INSTRUCTIES -> Schrijf alsjeblieft de volgende regels woord voor woord over, te beginnen bij de regel met "Can you find the snow patch" en eindigend bij het einde van de items. Beide grenzen horen erbij.

=-=-=

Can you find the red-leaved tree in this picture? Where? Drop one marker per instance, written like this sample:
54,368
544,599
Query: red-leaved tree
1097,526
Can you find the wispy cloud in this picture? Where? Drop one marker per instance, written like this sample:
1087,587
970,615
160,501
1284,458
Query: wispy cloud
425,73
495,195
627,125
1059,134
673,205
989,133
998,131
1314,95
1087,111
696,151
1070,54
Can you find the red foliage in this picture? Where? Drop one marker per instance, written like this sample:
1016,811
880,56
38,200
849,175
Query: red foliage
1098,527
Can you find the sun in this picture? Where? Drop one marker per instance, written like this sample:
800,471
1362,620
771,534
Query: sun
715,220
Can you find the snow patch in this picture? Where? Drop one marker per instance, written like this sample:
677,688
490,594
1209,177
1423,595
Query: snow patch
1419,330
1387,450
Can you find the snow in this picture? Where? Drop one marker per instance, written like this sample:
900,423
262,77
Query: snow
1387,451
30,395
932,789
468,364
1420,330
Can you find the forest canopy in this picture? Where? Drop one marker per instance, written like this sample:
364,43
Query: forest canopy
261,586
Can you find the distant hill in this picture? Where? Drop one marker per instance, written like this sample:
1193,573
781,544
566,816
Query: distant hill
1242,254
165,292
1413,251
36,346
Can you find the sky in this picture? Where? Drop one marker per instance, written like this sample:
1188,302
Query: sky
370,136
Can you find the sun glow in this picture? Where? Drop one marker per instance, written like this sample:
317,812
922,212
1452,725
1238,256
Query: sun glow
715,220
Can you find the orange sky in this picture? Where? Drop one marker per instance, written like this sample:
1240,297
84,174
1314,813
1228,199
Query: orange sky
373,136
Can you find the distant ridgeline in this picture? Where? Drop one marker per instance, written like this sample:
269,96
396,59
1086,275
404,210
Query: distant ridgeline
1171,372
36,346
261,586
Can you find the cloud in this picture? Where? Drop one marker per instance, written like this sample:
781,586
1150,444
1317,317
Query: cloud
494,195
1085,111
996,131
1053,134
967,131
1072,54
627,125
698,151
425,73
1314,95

=-=-=

ANTWOORD ->
Can you find the snow patch in this picture? Where? Drop one marker per instance, written like this sample:
677,688
490,594
1209,177
1423,595
Query: snow patch
1419,330
1387,450
Can you find the snow in this picture? Where? Drop one marker per instance, written like this sample:
900,423
262,77
Query: snow
1387,451
30,395
932,789
468,364
1420,330
Can you find the forest canopy in this picture? Where? Drop one marker per instance, written like this sample:
364,43
Query: forest canopy
261,586
Can you find the distant hill in this picture? Where? Drop one marker per instance, written like this sample:
1193,573
781,544
566,816
Query: distant hill
1242,254
165,292
1413,251
36,346
Can you find the sky in this picture? Where? Drop one marker per instance, written like this sample:
1188,302
Query: sky
370,136
Can you find the sun glow in this picture? Where? Drop one marker per instance, written like this sample:
317,812
922,212
1452,725
1238,256
Query: sun glow
715,220
Can you find the orange sky in this picture? Where? Drop one marker per instance, written like this sample:
1240,297
84,174
1314,813
1228,199
Query: orange sky
373,136
Can you find the distant ridgeline in this picture? Where? Drop one marker per instance, written like this sample:
269,96
396,59
1086,275
404,210
Query: distant ridgeline
1171,372
36,346
261,586
Can you find the cloud in this picture? Where? Drop one marker per instance, written like this sample:
781,586
1150,444
1317,317
Query: cloud
494,195
1085,111
996,131
1053,134
967,131
1072,54
627,125
698,151
425,73
1314,95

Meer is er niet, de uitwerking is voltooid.